2006 Stock Incentive Plan
-iv-
AMENDED
AND RESTATED
OCULUS
INNOVATIVE SCIENCES, INC.
2006
STOCK INCENTIVE PLAN
SECTION 1. ESTABLISHMENT
AND PURPOSE.
The Plan was adopted by the Board of Directors on
August 25, 2006 and became effective as of the date of the
initial offering of Stock to the public pursuant to a
registration statement filed by the Company with the Securities
and Exchange Commission (the Effective Date). The
Board amended and restated the Plan on April 26, 2007,
subject to the approval of the shareholders. The purpose of the
Plan is to promote the long-term success of the Company and the
creation of stockholder value by (a) encouraging Employees,
Outside Directors and Consultants to focus on critical
long-range objectives, (b) encouraging the attraction and
retention of Employees, Outside Directors and Consultants with
exceptional qualifications and (c) linking Employees,
Outside Directors and Consultants directly to stockholder
interests through increased stock ownership. The Plan seeks to
achieve this purpose by providing for Awards in the form of
restricted shares, stock units, options (which may constitute
incentive stock options or nonstatutory stock options) or stock
appreciation rights.
SECTION 2. DEFINITIONS.
(a) Affiliate shall mean any entity
other than a Subsidiary, if the Company
and/or one
of more Subsidiaries own not less than 50% of such entity.
(b) Award shall mean any award of an
Option, a SAR, a Restricted Share or a Stock Unit under the Plan.

——————————

From the stock incentive plan passage, extract the text starting with "(a) Affiliate shall" and going on through "under the Plan.".

——————————

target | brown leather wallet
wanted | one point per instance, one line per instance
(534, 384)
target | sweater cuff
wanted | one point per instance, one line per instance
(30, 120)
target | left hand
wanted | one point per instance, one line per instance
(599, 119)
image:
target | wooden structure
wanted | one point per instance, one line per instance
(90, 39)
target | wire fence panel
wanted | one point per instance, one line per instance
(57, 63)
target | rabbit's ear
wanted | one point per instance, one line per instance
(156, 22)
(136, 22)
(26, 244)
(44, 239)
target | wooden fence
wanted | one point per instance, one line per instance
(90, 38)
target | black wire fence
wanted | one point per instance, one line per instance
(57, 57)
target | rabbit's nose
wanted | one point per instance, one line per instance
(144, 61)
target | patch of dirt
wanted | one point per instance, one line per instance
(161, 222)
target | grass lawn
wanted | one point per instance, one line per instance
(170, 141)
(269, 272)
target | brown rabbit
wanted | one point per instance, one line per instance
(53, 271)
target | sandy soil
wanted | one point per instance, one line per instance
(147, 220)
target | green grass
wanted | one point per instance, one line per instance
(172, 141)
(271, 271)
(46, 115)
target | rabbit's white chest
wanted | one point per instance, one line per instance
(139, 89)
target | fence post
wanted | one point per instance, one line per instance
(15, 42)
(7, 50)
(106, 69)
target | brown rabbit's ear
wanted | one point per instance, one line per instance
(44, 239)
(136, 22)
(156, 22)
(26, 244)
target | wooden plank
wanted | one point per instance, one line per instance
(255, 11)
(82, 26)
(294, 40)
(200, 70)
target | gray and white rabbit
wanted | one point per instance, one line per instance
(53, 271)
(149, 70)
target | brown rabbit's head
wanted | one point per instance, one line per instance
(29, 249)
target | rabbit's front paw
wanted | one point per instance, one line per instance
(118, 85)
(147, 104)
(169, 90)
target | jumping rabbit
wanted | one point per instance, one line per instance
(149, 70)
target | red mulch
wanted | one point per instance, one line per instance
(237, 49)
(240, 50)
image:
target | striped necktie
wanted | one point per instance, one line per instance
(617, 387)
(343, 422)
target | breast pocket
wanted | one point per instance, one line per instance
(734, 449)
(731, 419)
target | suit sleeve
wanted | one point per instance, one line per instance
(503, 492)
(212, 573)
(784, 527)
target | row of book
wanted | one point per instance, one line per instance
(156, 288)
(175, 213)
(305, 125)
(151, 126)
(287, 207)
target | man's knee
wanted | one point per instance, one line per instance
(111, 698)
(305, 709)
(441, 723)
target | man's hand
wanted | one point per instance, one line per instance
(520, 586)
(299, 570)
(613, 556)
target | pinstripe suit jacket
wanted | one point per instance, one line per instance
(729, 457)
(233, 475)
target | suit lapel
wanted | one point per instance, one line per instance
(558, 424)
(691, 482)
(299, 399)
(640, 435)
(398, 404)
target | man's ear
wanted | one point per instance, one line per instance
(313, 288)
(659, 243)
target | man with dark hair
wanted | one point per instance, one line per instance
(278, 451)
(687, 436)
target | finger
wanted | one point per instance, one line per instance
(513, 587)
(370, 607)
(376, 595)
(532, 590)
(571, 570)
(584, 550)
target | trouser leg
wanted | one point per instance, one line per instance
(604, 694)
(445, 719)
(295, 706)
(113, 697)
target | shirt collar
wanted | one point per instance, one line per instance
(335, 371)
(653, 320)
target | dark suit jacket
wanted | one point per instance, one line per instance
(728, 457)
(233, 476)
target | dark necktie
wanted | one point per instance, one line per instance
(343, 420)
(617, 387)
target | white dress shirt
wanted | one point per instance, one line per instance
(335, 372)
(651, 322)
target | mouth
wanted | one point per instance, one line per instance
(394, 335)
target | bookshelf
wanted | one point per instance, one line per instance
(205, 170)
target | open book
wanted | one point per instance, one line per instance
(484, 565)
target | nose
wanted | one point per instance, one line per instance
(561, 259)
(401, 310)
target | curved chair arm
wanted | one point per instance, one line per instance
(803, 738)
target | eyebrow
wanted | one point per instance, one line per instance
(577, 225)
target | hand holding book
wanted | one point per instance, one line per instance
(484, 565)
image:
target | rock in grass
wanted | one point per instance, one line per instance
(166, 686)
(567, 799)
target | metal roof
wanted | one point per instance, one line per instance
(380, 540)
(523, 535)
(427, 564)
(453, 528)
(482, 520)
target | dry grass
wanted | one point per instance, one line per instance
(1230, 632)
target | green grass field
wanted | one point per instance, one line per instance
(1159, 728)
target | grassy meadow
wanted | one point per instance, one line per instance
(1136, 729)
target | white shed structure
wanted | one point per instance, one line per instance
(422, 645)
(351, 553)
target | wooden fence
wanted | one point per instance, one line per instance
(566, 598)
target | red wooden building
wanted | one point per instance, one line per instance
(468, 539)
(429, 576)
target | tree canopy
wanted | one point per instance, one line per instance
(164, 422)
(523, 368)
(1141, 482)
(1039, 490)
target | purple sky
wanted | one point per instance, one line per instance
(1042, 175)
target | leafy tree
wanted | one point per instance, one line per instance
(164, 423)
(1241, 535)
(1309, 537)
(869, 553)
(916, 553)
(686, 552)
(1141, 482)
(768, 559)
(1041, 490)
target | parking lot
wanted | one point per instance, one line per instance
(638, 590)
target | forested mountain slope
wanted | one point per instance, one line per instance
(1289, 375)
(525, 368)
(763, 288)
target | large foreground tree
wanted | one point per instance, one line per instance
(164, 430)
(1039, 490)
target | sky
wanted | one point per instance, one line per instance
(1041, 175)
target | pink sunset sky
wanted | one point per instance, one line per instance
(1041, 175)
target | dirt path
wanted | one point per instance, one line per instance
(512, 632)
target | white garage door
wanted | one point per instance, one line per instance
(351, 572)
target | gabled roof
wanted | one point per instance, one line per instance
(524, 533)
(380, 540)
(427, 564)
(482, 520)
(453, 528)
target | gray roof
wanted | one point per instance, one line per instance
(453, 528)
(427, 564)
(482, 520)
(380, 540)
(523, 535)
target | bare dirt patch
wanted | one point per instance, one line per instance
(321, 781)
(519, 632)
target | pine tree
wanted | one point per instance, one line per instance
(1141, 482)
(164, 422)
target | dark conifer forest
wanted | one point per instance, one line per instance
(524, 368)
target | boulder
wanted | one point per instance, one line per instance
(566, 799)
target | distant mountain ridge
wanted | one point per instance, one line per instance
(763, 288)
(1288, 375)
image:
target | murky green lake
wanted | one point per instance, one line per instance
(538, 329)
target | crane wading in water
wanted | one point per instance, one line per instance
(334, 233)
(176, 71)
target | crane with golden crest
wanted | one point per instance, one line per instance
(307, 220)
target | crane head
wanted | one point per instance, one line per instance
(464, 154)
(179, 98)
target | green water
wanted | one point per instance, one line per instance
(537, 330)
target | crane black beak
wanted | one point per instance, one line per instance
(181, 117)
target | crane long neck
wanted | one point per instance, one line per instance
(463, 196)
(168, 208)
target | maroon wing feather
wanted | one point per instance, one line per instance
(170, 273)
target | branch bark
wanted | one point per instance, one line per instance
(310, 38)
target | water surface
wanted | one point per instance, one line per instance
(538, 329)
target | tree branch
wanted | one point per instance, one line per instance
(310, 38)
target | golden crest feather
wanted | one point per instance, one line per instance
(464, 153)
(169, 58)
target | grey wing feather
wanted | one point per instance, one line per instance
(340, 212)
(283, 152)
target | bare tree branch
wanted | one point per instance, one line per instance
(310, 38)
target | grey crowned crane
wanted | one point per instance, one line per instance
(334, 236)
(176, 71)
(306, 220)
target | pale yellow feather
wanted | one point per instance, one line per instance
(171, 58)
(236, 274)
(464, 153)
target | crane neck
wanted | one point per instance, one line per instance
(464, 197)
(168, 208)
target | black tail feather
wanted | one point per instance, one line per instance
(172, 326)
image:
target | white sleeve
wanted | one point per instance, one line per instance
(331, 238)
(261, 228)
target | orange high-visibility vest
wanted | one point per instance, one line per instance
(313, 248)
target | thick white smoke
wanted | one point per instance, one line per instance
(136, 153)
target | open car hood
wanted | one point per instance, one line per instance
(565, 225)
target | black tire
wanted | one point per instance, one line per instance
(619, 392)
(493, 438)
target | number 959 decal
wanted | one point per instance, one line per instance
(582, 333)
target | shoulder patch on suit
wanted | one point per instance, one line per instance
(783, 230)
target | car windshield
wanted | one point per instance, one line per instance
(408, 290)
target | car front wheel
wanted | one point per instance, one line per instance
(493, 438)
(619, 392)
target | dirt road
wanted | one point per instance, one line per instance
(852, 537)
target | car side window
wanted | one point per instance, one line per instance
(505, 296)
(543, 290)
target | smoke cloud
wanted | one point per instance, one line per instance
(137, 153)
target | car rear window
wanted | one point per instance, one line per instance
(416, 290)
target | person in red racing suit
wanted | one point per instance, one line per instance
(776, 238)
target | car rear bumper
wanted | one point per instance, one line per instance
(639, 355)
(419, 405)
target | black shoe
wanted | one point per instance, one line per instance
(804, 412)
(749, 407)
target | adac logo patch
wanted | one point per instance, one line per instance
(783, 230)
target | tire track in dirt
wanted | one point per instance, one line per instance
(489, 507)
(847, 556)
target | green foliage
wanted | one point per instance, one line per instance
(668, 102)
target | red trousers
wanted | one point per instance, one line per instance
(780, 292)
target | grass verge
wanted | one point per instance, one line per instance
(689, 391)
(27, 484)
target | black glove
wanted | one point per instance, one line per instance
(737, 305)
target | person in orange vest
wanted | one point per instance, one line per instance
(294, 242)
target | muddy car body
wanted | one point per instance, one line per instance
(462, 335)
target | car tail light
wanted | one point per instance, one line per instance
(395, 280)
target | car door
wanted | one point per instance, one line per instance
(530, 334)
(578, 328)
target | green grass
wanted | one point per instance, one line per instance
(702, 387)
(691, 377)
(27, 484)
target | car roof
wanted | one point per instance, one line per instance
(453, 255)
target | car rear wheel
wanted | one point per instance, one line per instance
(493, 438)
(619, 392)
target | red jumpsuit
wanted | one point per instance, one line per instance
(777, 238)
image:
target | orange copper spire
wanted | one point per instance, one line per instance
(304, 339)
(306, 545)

——————————

[CORRECT OUTPUT]
(a) Affiliate shall mean any entity
other than a Subsidiary, if the Company
and/or one
of more Subsidiaries own not less than 50% of such entity.
(b) Award shall mean any award of an
Option, a SAR, a Restricted Share or a Stock Unit under the Plan.